Our third day of sailing with the Camp Chingachgook Y-Knot Sailing program for people of differing abilities continues to expose us to so many new words and terms. But it turns out that many of these terms and words are used in our every-day conversations, while probably most of us unaware of their origins.
I’ve always loved language, sayings, words, accents, and word origins. As a teen, I could be found sitting with a medical dictionary for hours being totally engrossed in the language. So many medical terms have Latin origins, and this has always piqued my interest and desire to learn.
I know I have so much more to learn about the complex sport of sailing, but I’ve already picked up on so much pertaining to the terms and rules. What fascinates me is that while our gifted, experienced, and dedicated instructors continue to gently teach us about rigging the boats and the act of sailing, they have also not neglected to throw in connections to our modern-day language that have origins in this ancient art.
So while “all hands are on deck” each week rigging boats and helping the sailors into their Captain’s seats, my attention is engaged in picking up more information and understanding why this sport is so popular.
We’ve all heard “take a different tack” when referring to making a change in our thoughts or plans. The term is rooted in sailing and refers to the leading corner of the sail that is a guide for pointing the boat in the direction the Captain wants it to go. When the wind shifts or there’s a need to face a different direction, taking a different tack is the way to go.

Directions:
A - Answer these about the sailing-terms post:
(i) Which day of sailing with the Y-Knot program is being described?
(ii) What could the writer be found sitting with for hours as a teen?
(iii) What part of the sail does "tack" refer to?
B - Can you carry on the post about sailing terms past its last sentence, in the same voice?

[Dataset entries]
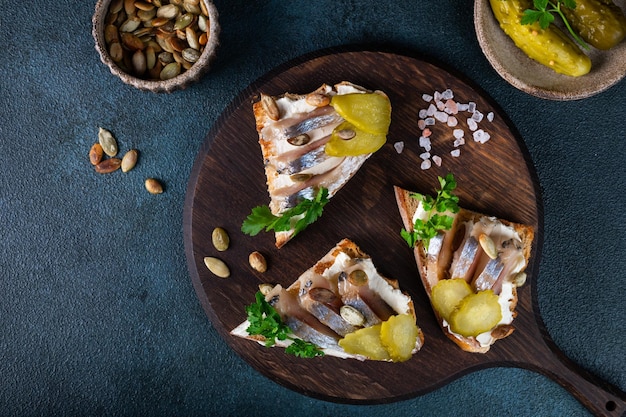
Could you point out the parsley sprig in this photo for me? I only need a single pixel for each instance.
(265, 321)
(543, 13)
(435, 208)
(262, 218)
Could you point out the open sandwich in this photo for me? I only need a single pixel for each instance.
(346, 309)
(317, 140)
(471, 272)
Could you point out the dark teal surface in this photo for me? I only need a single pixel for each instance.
(97, 312)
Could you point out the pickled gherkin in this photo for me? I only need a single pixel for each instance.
(550, 47)
(600, 23)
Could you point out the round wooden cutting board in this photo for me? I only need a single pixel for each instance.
(496, 178)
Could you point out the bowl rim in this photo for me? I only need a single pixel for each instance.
(179, 82)
(608, 67)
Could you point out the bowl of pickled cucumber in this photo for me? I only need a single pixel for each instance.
(554, 49)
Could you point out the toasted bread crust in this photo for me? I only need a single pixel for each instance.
(353, 251)
(263, 119)
(407, 207)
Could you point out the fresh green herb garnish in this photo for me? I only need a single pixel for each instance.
(435, 208)
(262, 218)
(543, 13)
(265, 321)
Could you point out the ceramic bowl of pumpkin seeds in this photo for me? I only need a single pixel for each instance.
(156, 45)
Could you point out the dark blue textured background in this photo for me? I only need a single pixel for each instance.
(97, 312)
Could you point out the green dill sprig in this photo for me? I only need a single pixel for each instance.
(262, 218)
(435, 209)
(543, 13)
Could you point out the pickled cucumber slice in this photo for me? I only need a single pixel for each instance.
(370, 112)
(476, 314)
(447, 294)
(365, 342)
(550, 46)
(399, 335)
(600, 23)
(361, 143)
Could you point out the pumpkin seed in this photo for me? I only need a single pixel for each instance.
(205, 11)
(141, 5)
(317, 99)
(170, 71)
(299, 140)
(108, 165)
(130, 25)
(144, 31)
(190, 55)
(265, 288)
(107, 141)
(147, 15)
(183, 21)
(139, 62)
(176, 44)
(346, 134)
(169, 11)
(166, 57)
(95, 154)
(203, 39)
(520, 279)
(153, 186)
(192, 8)
(217, 267)
(352, 315)
(192, 38)
(257, 262)
(134, 25)
(202, 23)
(220, 239)
(131, 41)
(129, 7)
(358, 277)
(116, 6)
(488, 245)
(110, 34)
(300, 177)
(150, 57)
(269, 106)
(129, 160)
(116, 52)
(159, 21)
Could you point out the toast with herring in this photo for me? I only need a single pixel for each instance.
(313, 141)
(346, 308)
(469, 270)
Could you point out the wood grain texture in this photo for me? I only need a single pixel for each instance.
(498, 178)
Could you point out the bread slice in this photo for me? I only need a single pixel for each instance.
(312, 305)
(445, 259)
(293, 130)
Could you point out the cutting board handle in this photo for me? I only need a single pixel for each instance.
(600, 397)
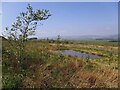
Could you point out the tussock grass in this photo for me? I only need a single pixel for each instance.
(44, 68)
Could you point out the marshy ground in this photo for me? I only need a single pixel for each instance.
(44, 68)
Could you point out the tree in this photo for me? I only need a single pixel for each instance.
(24, 26)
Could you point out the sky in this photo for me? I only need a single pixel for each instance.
(68, 18)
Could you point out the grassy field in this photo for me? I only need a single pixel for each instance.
(43, 67)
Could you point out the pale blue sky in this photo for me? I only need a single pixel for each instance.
(69, 19)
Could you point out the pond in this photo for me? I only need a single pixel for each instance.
(78, 54)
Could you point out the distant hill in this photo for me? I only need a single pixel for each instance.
(90, 37)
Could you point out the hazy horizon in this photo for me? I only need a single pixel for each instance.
(69, 19)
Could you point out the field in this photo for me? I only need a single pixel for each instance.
(43, 67)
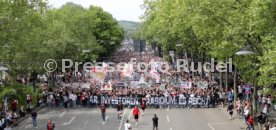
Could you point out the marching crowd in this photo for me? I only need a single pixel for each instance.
(205, 97)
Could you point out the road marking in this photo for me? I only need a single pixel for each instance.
(62, 114)
(28, 126)
(212, 128)
(122, 120)
(221, 123)
(67, 123)
(85, 123)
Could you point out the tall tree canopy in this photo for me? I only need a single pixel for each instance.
(31, 32)
(217, 28)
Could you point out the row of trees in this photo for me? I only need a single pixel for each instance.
(31, 32)
(211, 28)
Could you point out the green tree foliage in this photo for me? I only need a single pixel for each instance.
(218, 28)
(31, 33)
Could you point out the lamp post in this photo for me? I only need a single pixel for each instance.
(246, 50)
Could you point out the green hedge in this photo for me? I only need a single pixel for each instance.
(18, 92)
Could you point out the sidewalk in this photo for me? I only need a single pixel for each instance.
(272, 115)
(28, 114)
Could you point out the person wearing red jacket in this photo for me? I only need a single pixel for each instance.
(143, 106)
(50, 125)
(250, 123)
(136, 113)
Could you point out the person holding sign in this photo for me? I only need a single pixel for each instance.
(136, 113)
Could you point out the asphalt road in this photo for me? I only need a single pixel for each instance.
(169, 119)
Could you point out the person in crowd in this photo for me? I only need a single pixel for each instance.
(34, 117)
(230, 110)
(250, 123)
(155, 122)
(261, 118)
(143, 106)
(22, 111)
(120, 108)
(136, 113)
(103, 111)
(267, 125)
(128, 125)
(50, 125)
(14, 105)
(238, 107)
(273, 127)
(8, 127)
(246, 113)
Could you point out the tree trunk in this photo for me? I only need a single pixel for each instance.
(226, 80)
(254, 98)
(34, 88)
(220, 79)
(235, 84)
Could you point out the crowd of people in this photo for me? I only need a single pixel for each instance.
(207, 95)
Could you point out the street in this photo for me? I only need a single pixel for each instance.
(169, 119)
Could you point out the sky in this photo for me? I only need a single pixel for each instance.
(120, 9)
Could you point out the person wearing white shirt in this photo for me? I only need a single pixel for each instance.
(128, 126)
(274, 127)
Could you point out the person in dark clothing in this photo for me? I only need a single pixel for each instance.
(230, 110)
(34, 116)
(155, 122)
(261, 119)
(103, 110)
(119, 110)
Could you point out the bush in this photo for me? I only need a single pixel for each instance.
(18, 92)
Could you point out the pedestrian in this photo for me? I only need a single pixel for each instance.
(128, 125)
(14, 105)
(50, 125)
(143, 106)
(8, 127)
(119, 110)
(155, 122)
(34, 116)
(22, 112)
(136, 113)
(267, 125)
(250, 123)
(103, 111)
(230, 110)
(273, 127)
(238, 107)
(261, 118)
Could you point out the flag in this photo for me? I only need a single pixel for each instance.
(98, 72)
(106, 86)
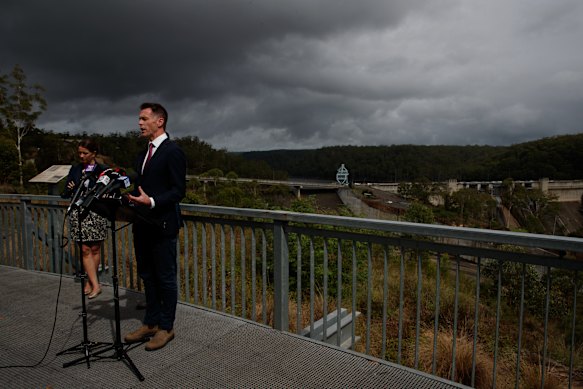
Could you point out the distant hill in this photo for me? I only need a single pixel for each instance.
(556, 158)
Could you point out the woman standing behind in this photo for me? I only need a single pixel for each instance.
(93, 226)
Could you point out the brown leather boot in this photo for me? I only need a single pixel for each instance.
(160, 340)
(141, 333)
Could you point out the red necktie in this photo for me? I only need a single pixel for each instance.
(150, 152)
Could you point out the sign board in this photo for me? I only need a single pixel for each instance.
(52, 175)
(342, 175)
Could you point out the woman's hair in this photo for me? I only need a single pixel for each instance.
(89, 144)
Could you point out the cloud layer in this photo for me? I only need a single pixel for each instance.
(263, 74)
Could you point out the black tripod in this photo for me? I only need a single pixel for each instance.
(117, 346)
(85, 346)
(107, 210)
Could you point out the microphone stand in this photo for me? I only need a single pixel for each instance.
(117, 346)
(85, 346)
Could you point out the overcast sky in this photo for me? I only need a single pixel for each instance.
(275, 74)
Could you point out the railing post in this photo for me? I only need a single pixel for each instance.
(26, 238)
(281, 277)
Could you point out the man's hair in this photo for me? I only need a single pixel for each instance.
(158, 110)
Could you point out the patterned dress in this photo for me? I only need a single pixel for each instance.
(93, 227)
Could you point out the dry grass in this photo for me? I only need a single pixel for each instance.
(463, 359)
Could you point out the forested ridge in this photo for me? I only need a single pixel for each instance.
(558, 158)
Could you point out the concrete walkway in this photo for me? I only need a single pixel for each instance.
(211, 350)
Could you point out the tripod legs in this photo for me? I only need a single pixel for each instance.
(85, 346)
(118, 347)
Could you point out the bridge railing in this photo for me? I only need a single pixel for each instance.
(476, 306)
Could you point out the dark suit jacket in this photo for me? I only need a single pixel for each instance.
(164, 179)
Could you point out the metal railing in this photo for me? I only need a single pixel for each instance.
(482, 307)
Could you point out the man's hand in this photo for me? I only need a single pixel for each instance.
(142, 199)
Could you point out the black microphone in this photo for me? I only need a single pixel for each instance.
(83, 185)
(117, 181)
(109, 181)
(88, 196)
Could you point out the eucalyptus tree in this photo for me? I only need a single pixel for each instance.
(20, 106)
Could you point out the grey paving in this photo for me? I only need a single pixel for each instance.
(211, 350)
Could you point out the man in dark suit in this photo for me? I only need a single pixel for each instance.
(160, 186)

Per-task outputs:
A -
(i) The third day.
(ii) A medical dictionary.
(iii) The leading corner of the sail.

B -
Things being on an “even keel” originates in the sailing world. The Martin 16 has an impressive keel at the bottom of the boat to help with stability in all conditions. I can say that this makes me happy. Although we’re all wearing life jackets, that fact that the boat is hard pressed to capsize gives me peace of mind.
The term “making headway” is used pretty much the same in sailing as it is during our every-day conversations. It was conceived on the high seas, but often applicable in our landlubber lives.
I was fascinated with the fact that so many of our sayings were created by our fore-father sailors that I had to Google “sailing terms” to see what else is connected to our modern language system. The term “jury rig” came up and is a house-hold description for some of the projects I take on that I have no business doing. Like the closet inserts I installed in four closets. Well, they all work fine, and to another unskilled worker I must look like a genius, but in fact, they were jury rigged. The sailing term refers to rigging a temporary sail that would need to be built at sea when the original rig was damaged. The jury rigged sail would allow for the sailors to return to shore and build another permanent sail. I have jury rigged some complicated things. Knowing how to do things the right way the first time is probably easier, but jury rigging works for me.
Today’s sailing adventure didn’t fail to be anything short of spectacular. Brian and I are getting better at rigging the boats with the constant guidance and instruction from the knowledgeable volunteers. We’re also getting better (I hope) at being companions for the brave and skilled sailors who show up every week. My Captain today was a 21-year-old young woman who is a master at taking different tacks, making headway, and staying on an even keel.
And although this is certainly not the “bitter end” of our sailing days, I learned that the sailing term “bitter end” refers to the last part or loose end of a rope or cable. I’ll never use that term again without thinking of sailing.
Next Saturday is the Ti Race which also known as the Ticonderoga Race. The Martin 16 sailors will be competing in the race, and all sailors who use Lake George are encouraged to participate. I’m anticipating another unforgettable day on the grand waters of our great and wondrous lake.